**DOCUMENT SECTION**:
--- START ---

Deep convolutional neural networks (DCNNs) have become one of the most studied models in deep neural networks along with the continuous development of deep learning algorithms. Convolutional neural networks have demonstrated powerful application capabilities in many fields: In computer vision, Mask R-CNN proposed by He et al. (2017) achieved object detection by adding a branch of the target mask in parallel with the existing branch; if the segmentation goal of Mask R-CNN was turned to one-hot, it can also be used for human pose estimation. In natural language processing, WaveNet (van den Oord et al. 2016) used a convolutional neural network to generate a model to output a conditional probability of speech and sample synthesized speech; Zhang et al. (2018) proposed a deep convolutional neural network (DCNN) model using linear support vector machine to achieve speech recognition. In addition, Ji et al. (2019) proposed a Siamese fully convolutional network that can be used to extract buildings from satellite remote sensing images.

As can be seen that the existing methods are a combination of convolutional neural network and a single classifier, algorithms that fuse ensemble learning are lacking. Therefore, this paper proposes an ensemble learning framework for convolutional neural networks to deal with multi-classification problem.

3 Basic theory

3.1 Convolutional neural network

Convolutional neural network (CNN) is a feedforward neural network that includes alternating convolutional layers and pooling layer. The structure of CNN is shown in Fig. 1.

Fig. 1
figure 1

Structure of CNN

The difference between a convolutional neural network and an ordinary neural network is that convolutional neural network contains a feature extractor composed of a convolutional layer and a subsampling layer. In the convolutional layer, one neuron is only connected to a portion of the adjacent layer neurons. After the convolution operation is completed, several feature maps are generated and the neurons of the same feature map share the weight, which means the shared convolution kernel. The immediate benefit of shared weights is the reduction in connections between layers of the network while reducing the risk of overfitting. Subsampling is also called pooling. It usually has two forms: mean pooling and max pooling. Subsampling can be seen as a special convolution process. Convolution and subsampling greatly simplify the model complexity and reduce the parameters of the model.

--- END ---

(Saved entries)
--- START ---

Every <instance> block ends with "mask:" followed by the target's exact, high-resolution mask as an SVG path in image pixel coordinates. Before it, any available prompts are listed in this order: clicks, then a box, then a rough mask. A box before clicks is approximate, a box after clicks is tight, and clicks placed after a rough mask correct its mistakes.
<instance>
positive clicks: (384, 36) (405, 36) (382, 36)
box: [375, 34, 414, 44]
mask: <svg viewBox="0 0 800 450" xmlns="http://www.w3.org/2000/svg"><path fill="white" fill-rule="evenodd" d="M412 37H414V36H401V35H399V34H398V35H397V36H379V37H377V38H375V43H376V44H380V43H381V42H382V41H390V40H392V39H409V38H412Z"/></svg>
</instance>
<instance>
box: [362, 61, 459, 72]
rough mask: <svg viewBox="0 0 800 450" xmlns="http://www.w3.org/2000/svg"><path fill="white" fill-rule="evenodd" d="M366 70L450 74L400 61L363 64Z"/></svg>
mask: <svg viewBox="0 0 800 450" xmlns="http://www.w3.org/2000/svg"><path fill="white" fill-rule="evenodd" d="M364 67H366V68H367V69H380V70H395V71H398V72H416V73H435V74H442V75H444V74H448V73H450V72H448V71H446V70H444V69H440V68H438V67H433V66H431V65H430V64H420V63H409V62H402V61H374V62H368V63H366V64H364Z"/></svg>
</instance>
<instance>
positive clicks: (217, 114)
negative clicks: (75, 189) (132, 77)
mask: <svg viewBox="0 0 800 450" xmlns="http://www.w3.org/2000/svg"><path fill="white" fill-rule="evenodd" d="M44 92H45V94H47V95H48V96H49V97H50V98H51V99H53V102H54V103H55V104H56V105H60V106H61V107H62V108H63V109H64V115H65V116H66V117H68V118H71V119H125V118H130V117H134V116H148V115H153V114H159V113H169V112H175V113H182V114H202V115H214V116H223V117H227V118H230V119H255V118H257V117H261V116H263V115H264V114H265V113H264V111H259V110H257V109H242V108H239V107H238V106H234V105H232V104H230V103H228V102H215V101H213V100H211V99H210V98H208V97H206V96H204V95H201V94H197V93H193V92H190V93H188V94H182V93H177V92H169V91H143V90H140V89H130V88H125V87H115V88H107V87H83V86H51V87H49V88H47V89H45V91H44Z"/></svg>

--- END ---

**EXPLORE THE MATERIAL**:
1 – Please rewrite all the saved entries, swapping every "positive clicks" for "foreground clicks" and keeping everything else the same.
2 – Carry on the passage about convolutional neural networks from its last sentence.
These saved entries have no connection to the passage on convolutional neural networks.

**PER-TASK OUTPUTS**:
1 –
Every <instance> block ends with "mask:" followed by the target's exact, high-resolution mask as an SVG path in image pixel coordinates. Before it, any available prompts are listed in this order: clicks, then a box, then a rough mask. A box before clicks is approximate, a box after clicks is tight, and clicks placed after a rough mask correct its mistakes.
<instance>
foreground clicks: (384, 36) (405, 36) (382, 36)
box: [375, 34, 414, 44]
mask: <svg viewBox="0 0 800 450" xmlns="http://www.w3.org/2000/svg"><path fill="white" fill-rule="evenodd" d="M412 37H414V36H401V35H399V34H398V35H397V36H379V37H377V38H375V43H376V44H380V43H381V42H382V41H390V40H392V39H409V38H412Z"/></svg>
</instance>
<instance>
box: [362, 61, 459, 72]
rough mask: <svg viewBox="0 0 800 450" xmlns="http://www.w3.org/2000/svg"><path fill="white" fill-rule="evenodd" d="M366 70L450 74L400 61L363 64Z"/></svg>
mask: <svg viewBox="0 0 800 450" xmlns="http://www.w3.org/2000/svg"><path fill="white" fill-rule="evenodd" d="M364 67H366V68H367V69H380V70H395V71H398V72H416V73H435V74H442V75H444V74H448V73H450V72H448V71H446V70H444V69H440V68H438V67H433V66H431V65H430V64H420V63H409V62H402V61H374V62H368V63H366V64H364Z"/></svg>
</instance>
<instance>
foreground clicks: (217, 114)
negative clicks: (75, 189) (132, 77)
mask: <svg viewBox="0 0 800 450" xmlns="http://www.w3.org/2000/svg"><path fill="white" fill-rule="evenodd" d="M44 92H45V94H47V95H48V96H49V97H50V98H51V99H53V102H54V103H55V104H56V105H60V106H61V107H62V108H63V109H64V115H65V116H66V117H68V118H71V119H125V118H130V117H134V116H148V115H153V114H159V113H169V112H175V113H182V114H202V115H214V116H223V117H227V118H230V119H255V118H257V117H261V116H263V115H264V114H265V113H264V111H259V110H257V109H242V108H239V107H238V106H234V105H232V104H230V103H228V102H215V101H213V100H211V99H210V98H208V97H206V96H204V95H201V94H197V93H193V92H190V93H188V94H182V93H177V92H169V91H143V90H140V89H130V88H125V87H115V88H107V87H83V86H51V87H49V88H47V89H45V91H44Z"/></svg>

2 –
CNN has great advantages in feature extraction: First, due to the nature of convolution and pooling, the extracted features are less likely to overfitting. Second, the features extracted by CNN are more scientific than the simple projection, direction and center of gravity. Third, the fit of the overall model can be controlled by the size of the different convolution, pooling and final output feature vectors. The dimension of the feature vector can be reduced when the model is overfitting, and the output dimension of the convolution layer can be increased when the model is underfitting.

3.2 Ensemble learning

Ensemble learning accomplishes learning tasks by building and combining multiple classifiers. Specifically, a plurality of N classifiers which have independent decision-making capabilities are combined according to a certain strategy to make a decision. Classifiers are also known as learners. The idea of ensemble learning is shown in Fig. 2.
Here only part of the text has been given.